#### [TASK REQUIREMENTS]
Start at the line holding "Identify the woman in red". Write out that line and each one after it to the end of the data, unchanged.
==== TASK INPUTS ====
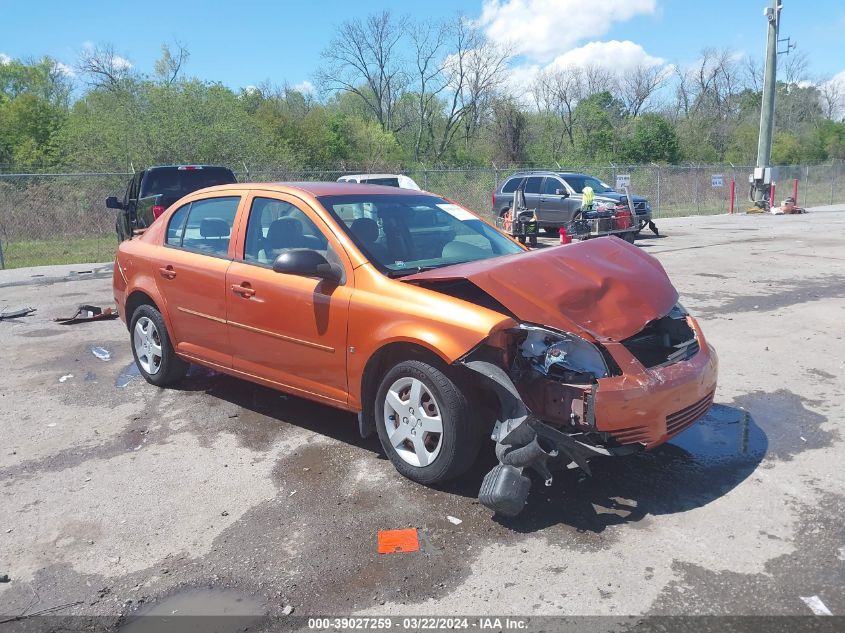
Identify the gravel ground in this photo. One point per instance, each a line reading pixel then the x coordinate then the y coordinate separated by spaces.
pixel 118 498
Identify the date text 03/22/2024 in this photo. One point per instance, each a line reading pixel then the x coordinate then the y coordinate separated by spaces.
pixel 419 623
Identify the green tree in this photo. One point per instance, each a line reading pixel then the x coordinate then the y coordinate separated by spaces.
pixel 652 138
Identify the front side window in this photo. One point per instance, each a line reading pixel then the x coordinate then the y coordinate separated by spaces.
pixel 579 182
pixel 276 226
pixel 551 185
pixel 402 234
pixel 208 227
pixel 532 185
pixel 512 184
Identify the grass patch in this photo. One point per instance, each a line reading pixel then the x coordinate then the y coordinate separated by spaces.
pixel 80 250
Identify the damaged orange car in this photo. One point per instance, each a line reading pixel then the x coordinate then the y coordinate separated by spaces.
pixel 436 328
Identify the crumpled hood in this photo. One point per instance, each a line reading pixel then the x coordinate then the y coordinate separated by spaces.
pixel 603 287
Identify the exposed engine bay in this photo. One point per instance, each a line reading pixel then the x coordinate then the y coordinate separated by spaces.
pixel 546 394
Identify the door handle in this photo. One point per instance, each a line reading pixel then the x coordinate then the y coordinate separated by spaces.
pixel 245 291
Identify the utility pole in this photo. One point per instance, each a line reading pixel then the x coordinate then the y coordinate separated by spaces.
pixel 767 113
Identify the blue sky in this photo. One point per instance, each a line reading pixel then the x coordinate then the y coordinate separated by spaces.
pixel 246 42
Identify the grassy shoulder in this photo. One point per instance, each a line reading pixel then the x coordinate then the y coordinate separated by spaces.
pixel 82 250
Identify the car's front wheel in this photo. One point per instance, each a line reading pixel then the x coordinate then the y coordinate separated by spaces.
pixel 425 423
pixel 152 348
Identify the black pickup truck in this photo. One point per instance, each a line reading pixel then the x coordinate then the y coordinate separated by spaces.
pixel 154 189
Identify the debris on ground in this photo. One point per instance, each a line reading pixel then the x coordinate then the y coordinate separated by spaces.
pixel 816 605
pixel 87 313
pixel 16 314
pixel 101 352
pixel 398 541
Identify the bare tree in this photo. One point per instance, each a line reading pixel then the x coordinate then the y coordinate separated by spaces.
pixel 364 58
pixel 104 68
pixel 558 92
pixel 168 66
pixel 639 84
pixel 832 98
pixel 597 79
pixel 428 40
pixel 796 68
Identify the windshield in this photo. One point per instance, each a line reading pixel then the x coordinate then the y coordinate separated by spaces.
pixel 579 182
pixel 403 234
pixel 176 182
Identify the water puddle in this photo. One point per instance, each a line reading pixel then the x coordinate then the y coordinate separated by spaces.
pixel 205 608
pixel 101 352
pixel 127 375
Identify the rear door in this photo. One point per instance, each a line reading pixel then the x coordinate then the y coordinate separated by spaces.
pixel 554 208
pixel 190 270
pixel 532 186
pixel 289 330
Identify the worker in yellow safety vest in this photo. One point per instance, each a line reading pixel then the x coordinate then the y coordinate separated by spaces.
pixel 587 201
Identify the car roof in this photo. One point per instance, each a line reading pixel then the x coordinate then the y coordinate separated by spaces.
pixel 548 173
pixel 187 165
pixel 372 176
pixel 317 189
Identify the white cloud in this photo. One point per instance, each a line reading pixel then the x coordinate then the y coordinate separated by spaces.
pixel 66 70
pixel 543 29
pixel 834 91
pixel 121 63
pixel 614 55
pixel 305 87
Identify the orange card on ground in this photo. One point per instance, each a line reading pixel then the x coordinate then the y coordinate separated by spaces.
pixel 396 541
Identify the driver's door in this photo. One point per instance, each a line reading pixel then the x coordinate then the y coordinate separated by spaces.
pixel 287 330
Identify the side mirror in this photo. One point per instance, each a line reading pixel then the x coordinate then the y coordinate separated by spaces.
pixel 113 203
pixel 307 263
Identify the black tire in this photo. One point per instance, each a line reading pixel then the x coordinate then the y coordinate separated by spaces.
pixel 462 426
pixel 171 368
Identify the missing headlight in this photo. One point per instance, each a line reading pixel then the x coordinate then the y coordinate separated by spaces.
pixel 563 356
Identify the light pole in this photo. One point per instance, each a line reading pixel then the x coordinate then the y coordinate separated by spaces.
pixel 762 175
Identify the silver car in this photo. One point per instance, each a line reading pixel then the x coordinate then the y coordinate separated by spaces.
pixel 558 195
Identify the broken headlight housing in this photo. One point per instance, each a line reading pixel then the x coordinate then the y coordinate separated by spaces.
pixel 561 355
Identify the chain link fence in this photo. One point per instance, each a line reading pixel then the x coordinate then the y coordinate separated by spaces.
pixel 62 219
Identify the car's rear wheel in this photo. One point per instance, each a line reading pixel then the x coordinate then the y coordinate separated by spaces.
pixel 425 423
pixel 152 349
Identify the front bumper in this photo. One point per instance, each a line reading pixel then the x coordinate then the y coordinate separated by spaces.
pixel 618 415
pixel 649 406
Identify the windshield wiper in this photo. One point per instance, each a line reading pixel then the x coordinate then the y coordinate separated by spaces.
pixel 420 269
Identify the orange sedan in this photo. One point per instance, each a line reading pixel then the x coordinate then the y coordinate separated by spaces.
pixel 436 328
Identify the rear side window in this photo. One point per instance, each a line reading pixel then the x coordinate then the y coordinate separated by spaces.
pixel 176 226
pixel 208 228
pixel 551 185
pixel 180 182
pixel 532 184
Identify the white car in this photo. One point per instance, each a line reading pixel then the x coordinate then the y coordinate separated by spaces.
pixel 390 180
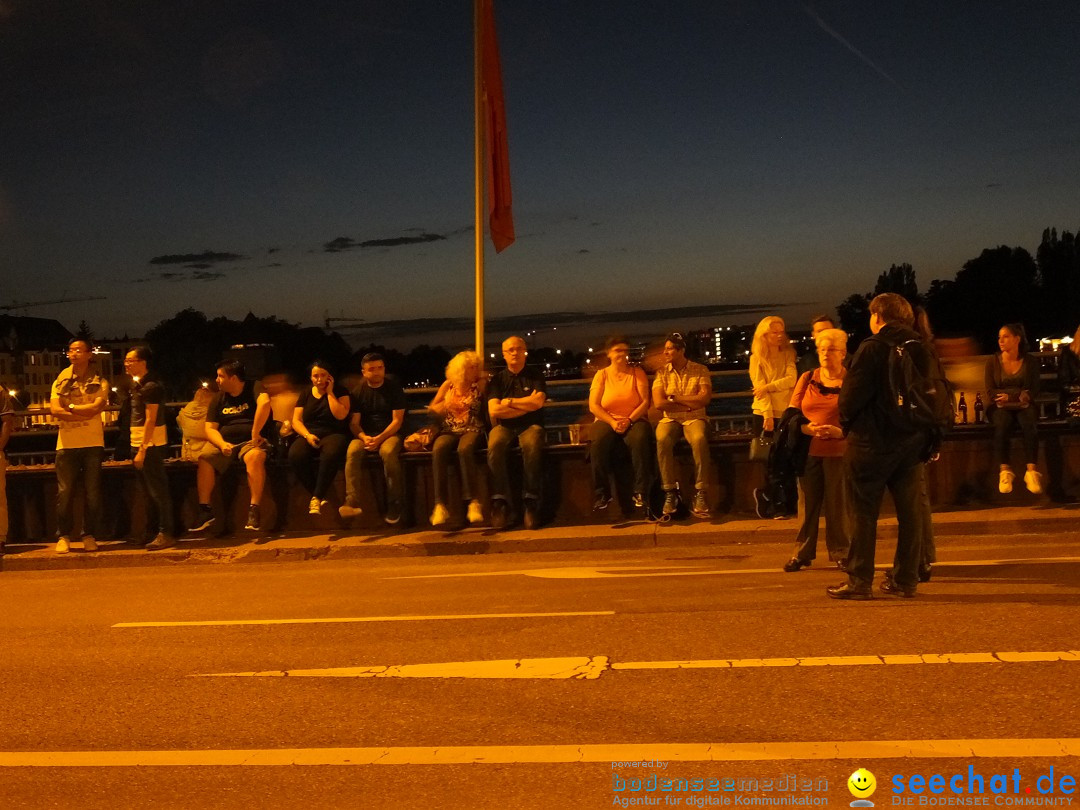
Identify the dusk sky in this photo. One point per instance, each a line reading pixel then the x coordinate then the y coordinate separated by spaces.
pixel 662 153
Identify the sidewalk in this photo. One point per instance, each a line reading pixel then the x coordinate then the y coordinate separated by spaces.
pixel 727 530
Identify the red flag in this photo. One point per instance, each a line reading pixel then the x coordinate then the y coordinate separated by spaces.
pixel 497 152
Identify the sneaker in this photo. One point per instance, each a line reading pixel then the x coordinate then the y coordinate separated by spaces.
pixel 700 508
pixel 531 514
pixel 162 541
pixel 474 513
pixel 500 512
pixel 347 510
pixel 1034 482
pixel 890 588
pixel 1004 482
pixel 847 591
pixel 761 504
pixel 393 513
pixel 440 515
pixel 205 518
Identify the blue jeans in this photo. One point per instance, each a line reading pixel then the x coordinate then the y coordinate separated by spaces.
pixel 72 463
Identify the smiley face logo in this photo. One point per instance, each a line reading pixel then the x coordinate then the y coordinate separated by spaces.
pixel 862 784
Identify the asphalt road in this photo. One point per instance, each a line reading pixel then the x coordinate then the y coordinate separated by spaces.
pixel 662 651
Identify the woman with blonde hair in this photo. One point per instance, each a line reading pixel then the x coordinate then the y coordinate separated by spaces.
pixel 772 376
pixel 459 405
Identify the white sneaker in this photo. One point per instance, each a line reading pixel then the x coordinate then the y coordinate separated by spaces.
pixel 475 513
pixel 1004 482
pixel 440 515
pixel 1034 482
pixel 349 511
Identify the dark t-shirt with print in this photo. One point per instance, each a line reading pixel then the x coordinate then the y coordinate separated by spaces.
pixel 504 385
pixel 377 405
pixel 316 413
pixel 234 415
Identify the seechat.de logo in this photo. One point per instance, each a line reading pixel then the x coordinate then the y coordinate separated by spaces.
pixel 862 784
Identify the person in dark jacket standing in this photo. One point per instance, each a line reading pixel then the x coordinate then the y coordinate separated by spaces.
pixel 882 451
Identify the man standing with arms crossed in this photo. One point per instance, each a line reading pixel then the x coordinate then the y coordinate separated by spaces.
pixel 150 445
pixel 515 399
pixel 78 399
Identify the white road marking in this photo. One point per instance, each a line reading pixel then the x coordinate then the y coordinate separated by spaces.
pixel 591 667
pixel 234 622
pixel 625 571
pixel 858 751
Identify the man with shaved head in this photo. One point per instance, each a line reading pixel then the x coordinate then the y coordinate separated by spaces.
pixel 515 399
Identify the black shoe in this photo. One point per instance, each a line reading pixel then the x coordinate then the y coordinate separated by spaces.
pixel 890 588
pixel 499 514
pixel 761 504
pixel 847 591
pixel 204 521
pixel 531 514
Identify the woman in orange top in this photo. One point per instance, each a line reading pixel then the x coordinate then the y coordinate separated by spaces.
pixel 818 395
pixel 619 399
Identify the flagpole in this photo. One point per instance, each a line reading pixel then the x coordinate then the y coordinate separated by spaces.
pixel 478 178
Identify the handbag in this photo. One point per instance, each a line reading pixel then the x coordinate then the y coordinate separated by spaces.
pixel 759 447
pixel 421 440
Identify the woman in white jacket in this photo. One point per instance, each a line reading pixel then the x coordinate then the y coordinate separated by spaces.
pixel 772 376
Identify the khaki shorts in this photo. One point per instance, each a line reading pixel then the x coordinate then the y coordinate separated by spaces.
pixel 221 462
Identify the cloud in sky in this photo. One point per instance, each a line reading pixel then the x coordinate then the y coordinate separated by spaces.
pixel 204 259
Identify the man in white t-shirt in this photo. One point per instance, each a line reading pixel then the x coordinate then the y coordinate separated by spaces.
pixel 682 390
pixel 78 399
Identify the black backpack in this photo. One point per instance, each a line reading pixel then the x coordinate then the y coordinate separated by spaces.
pixel 920 391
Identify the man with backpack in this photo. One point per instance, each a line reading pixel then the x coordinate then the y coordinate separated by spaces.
pixel 888 412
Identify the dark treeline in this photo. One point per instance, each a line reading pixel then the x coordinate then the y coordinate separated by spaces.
pixel 1001 285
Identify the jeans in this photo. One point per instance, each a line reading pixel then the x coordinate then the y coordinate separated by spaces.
pixel 697 435
pixel 390 451
pixel 72 463
pixel 315 468
pixel 531 442
pixel 605 442
pixel 442 456
pixel 159 500
pixel 822 485
pixel 868 473
pixel 1002 420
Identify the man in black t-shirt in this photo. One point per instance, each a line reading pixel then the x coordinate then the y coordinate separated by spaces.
pixel 378 412
pixel 234 422
pixel 146 404
pixel 515 399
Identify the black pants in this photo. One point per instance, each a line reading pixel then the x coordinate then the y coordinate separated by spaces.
pixel 869 472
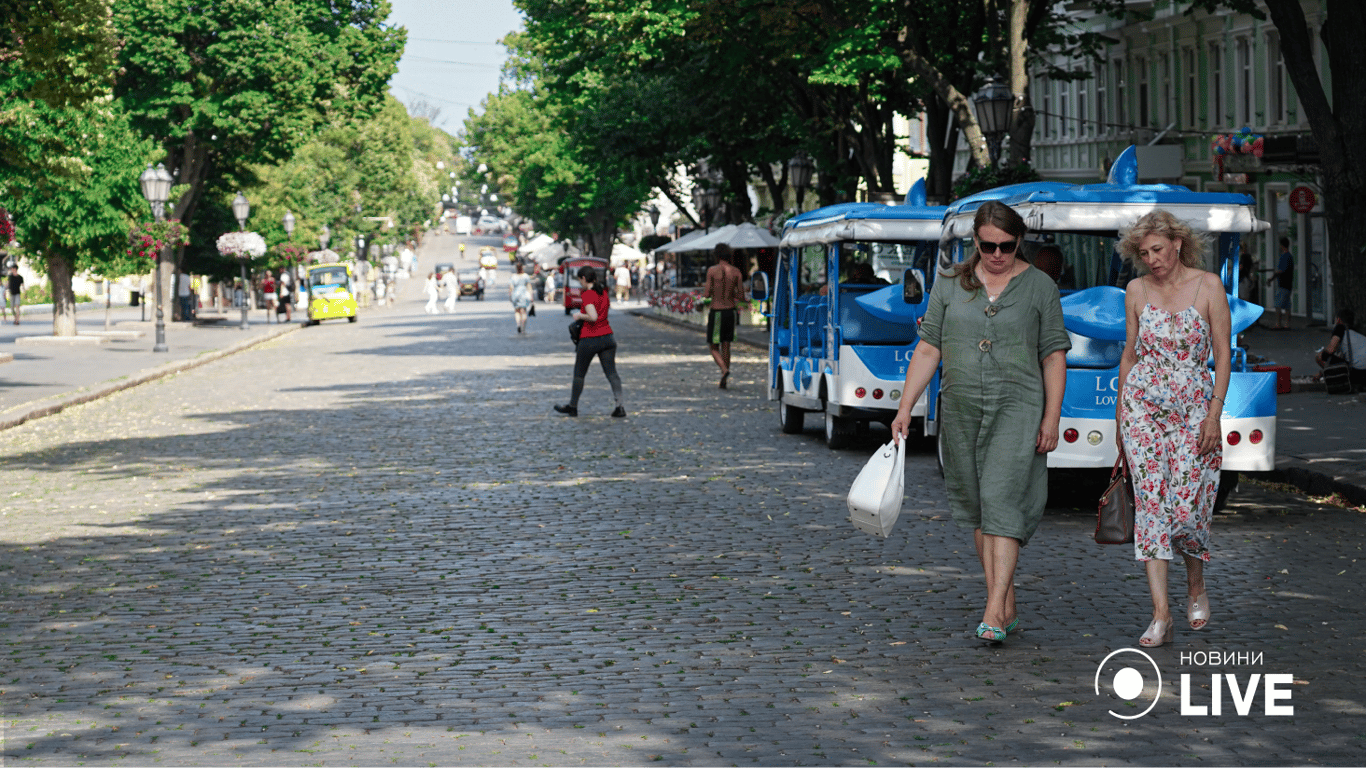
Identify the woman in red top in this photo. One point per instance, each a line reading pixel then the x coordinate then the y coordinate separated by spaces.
pixel 596 340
====
#### [WRITTEN SOLUTION]
Identify the woman in red top in this photo. One point per instance, each a line reading pixel then the x coordinate then the y coordinate separated by spaces.
pixel 596 340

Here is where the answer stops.